### Tasks to perform
**1.** Answer these from the article on the Titan International Securities decision:
(a) Which judge handed down the decision, and on what date?
(b) What did the court find to be unconstitutional?
(c) Which court is now Belize's final court?
**2.** Reproduce the stretch of the article on the Titan International Securities decision from "Titan International Securities" through "Financial Centres (IFCs)".

### Quoted passage
Titan International Securities Inc v The Attorney General of Belize: a decision at first instance that should be read across Caribbean International Financial Centres (IFCs)

On Jan. 15, 2016, Justice Courtney Abel of the Supreme Court of Belize handed down a decision which should be read across Caribbean IFCs, especially by regulators and law enforcement agencies from common law jurisdictions. The court found that the manner of the execution of a search warrant on the private offices of a licensed entity was unconstitutional and gave a multimillion-dollar award in damages.

The decision is extremely pertinent to the work of Financial Intelligence/Investigation Units (FIUs) which are present in most if not all IFCs. This article seeks to explain the decision and offer brief comments as to its potential effect on regional jurisprudence. Belize no longer has the Privy Council (PC) as its final court as most Caribbean IFCs do, but instead has the Caribbean Court of Justice (CCJ). However, the fact is that given the similarity in legislation, this decision will impact the wider Caribbean as lawyers and judges look to the region’s other common law legal systems for guidance on statutory interpretation and the application of these laws in practice.

### Data lines
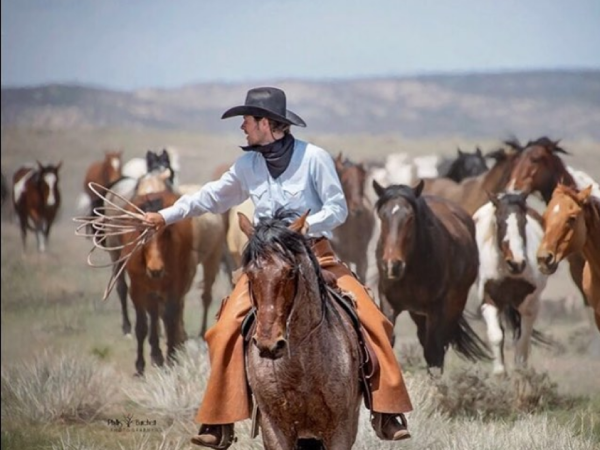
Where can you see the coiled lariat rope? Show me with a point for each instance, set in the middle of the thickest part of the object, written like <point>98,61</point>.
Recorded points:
<point>113,220</point>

### Solutions
**1.**
(a) Justice Courtney Abel of the Supreme Court of Belize, on Jan. 15, 2016.
(b) The manner of the execution of a search warrant on the private offices of a licensed entity.
(c) The Caribbean Court of Justice (CCJ).

**2.**
Titan International Securities Inc v The Attorney General of Belize: a decision at first instance that should be read across Caribbean International Financial Centres (IFCs)